■ **Work instruction**: Repeat the entries exactly. Leave nothing out.

Source data

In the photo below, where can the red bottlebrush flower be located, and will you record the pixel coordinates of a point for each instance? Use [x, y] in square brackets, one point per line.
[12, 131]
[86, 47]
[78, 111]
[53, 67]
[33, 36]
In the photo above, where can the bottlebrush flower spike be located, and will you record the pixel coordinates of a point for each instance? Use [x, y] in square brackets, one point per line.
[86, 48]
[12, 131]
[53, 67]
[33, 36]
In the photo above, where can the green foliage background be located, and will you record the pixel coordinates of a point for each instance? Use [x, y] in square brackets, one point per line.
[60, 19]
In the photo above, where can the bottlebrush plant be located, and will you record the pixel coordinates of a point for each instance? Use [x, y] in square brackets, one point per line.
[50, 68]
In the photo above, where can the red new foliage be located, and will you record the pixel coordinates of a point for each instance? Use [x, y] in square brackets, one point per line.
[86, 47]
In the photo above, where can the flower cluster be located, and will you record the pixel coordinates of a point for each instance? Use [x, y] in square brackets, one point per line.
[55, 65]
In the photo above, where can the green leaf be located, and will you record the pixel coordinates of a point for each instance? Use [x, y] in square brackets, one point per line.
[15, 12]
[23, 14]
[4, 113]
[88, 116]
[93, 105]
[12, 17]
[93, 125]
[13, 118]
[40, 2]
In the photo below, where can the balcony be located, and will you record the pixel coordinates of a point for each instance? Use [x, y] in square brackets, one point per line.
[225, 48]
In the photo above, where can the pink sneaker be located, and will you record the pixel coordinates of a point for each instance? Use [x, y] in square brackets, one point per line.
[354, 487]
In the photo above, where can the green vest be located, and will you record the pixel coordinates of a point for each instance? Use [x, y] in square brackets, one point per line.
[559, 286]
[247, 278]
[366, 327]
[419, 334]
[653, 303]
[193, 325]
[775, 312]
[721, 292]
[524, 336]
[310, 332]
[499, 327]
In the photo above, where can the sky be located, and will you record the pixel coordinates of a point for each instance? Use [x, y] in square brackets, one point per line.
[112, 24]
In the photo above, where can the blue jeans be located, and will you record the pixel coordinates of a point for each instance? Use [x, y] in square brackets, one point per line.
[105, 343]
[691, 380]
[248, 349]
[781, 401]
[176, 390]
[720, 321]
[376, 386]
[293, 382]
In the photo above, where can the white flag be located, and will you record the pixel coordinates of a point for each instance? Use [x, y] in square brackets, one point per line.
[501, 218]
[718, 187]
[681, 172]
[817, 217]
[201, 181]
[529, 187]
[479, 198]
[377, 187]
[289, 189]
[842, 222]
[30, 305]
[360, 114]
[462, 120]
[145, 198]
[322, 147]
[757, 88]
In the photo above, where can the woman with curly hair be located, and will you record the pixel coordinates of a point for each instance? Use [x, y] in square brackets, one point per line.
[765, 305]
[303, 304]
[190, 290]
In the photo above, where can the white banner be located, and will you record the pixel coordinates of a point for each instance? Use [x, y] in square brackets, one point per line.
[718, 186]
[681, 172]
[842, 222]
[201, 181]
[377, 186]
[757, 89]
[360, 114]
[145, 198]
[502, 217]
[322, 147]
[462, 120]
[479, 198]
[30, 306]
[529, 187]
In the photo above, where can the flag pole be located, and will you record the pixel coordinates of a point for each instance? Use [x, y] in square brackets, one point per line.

■ **Written answer**:
In the photo below, where can the red bottlebrush flower be located, and will you record the pixel coordinates of a point for each instance? Use [x, y] in square brackets, one point per line.
[12, 131]
[86, 47]
[78, 111]
[53, 67]
[33, 36]
In the photo above, where can the bottlebrush flower spike be located, and will you record the pixel coordinates of a point for each instance? Use [x, y] in square brackets, one point per line.
[86, 48]
[12, 131]
[53, 67]
[33, 36]
In the photo above, where can the green foliage background be located, and will you record the pixel coordinates of a point for each instance? Use [x, y] in square brackets, one point per line.
[60, 19]
In the photo above, where can the bottlebrush plant be located, and will you record the pixel coordinates of a point for each instance? Use [x, y] in square brackets, one point per line.
[50, 68]
In the photo above, where can the red new foliage be located, and will you record the pixel coordinates of a point for each instance? Use [x, y] in square brackets, one point per line.
[86, 47]
In the photo above, where can the flower cluster be located, and will you record the pixel coordinates of a point for each instance? Use [x, y] in square brackets, one point per line.
[55, 65]
In the photo above, where can the green leaf be located, and will you record the pixel coordinates of a point for each instance? Use [x, y] in square brackets, one point per line.
[15, 12]
[23, 14]
[4, 113]
[88, 116]
[93, 105]
[12, 17]
[93, 125]
[13, 118]
[40, 2]
In the photo below, where can the balcony be located, and will you record the pixel coordinates of a point for each instance? Use [x, y] in square brackets, one point per line.
[225, 48]
In the photo above, where can the pink sneaker be located, and will you record the pixel coordinates of a point for each instance? Use [x, y] in square brackets, one point per line.
[354, 487]
In the photo above, where can the green vest be located, and will you record the pixel coordinates of a point for each instance? Use [x, y] in square brackets, one point per line.
[559, 286]
[247, 278]
[366, 327]
[419, 334]
[653, 303]
[193, 325]
[775, 312]
[721, 292]
[524, 336]
[310, 332]
[499, 327]
In the photo above, where can the sky be located, and will you record the pixel coordinates of a point for each instance? Use [x, y] in square brackets, one point per line.
[112, 24]
In the photo above, where can the blue jeans be located, and will you record the pixel coordinates of a point for each instance? Use [x, y] in square brackets, one point per line.
[105, 343]
[691, 380]
[248, 349]
[781, 401]
[176, 390]
[720, 321]
[376, 386]
[293, 382]
In the photo above, where can the white flag be located, and will you record the pixel coordinates of a point for each instance? Use [x, y] in square brackets, one point per line.
[501, 218]
[718, 187]
[681, 172]
[817, 217]
[201, 181]
[529, 187]
[479, 198]
[377, 187]
[289, 189]
[842, 222]
[30, 305]
[360, 114]
[462, 120]
[145, 198]
[322, 147]
[757, 88]
In the photo above, where can the woman with curly hair be located, and will you record the pixel coordinates of a point for each instance? Use [x, y] in square brackets, one point per line.
[765, 305]
[303, 304]
[190, 290]
In the photo above, where can the white banner be located, and will you record the pixel coordinates of a point for each instance? Use [x, y] in square brackets, one point per line.
[718, 186]
[681, 172]
[842, 222]
[201, 181]
[377, 186]
[757, 89]
[360, 114]
[145, 198]
[502, 217]
[322, 147]
[462, 120]
[479, 198]
[30, 306]
[529, 187]
In the photo above, where can the flag pole be located, and will you record the pixel coordinates of a point for each instance? Use [x, y] in square brackets, one point per line.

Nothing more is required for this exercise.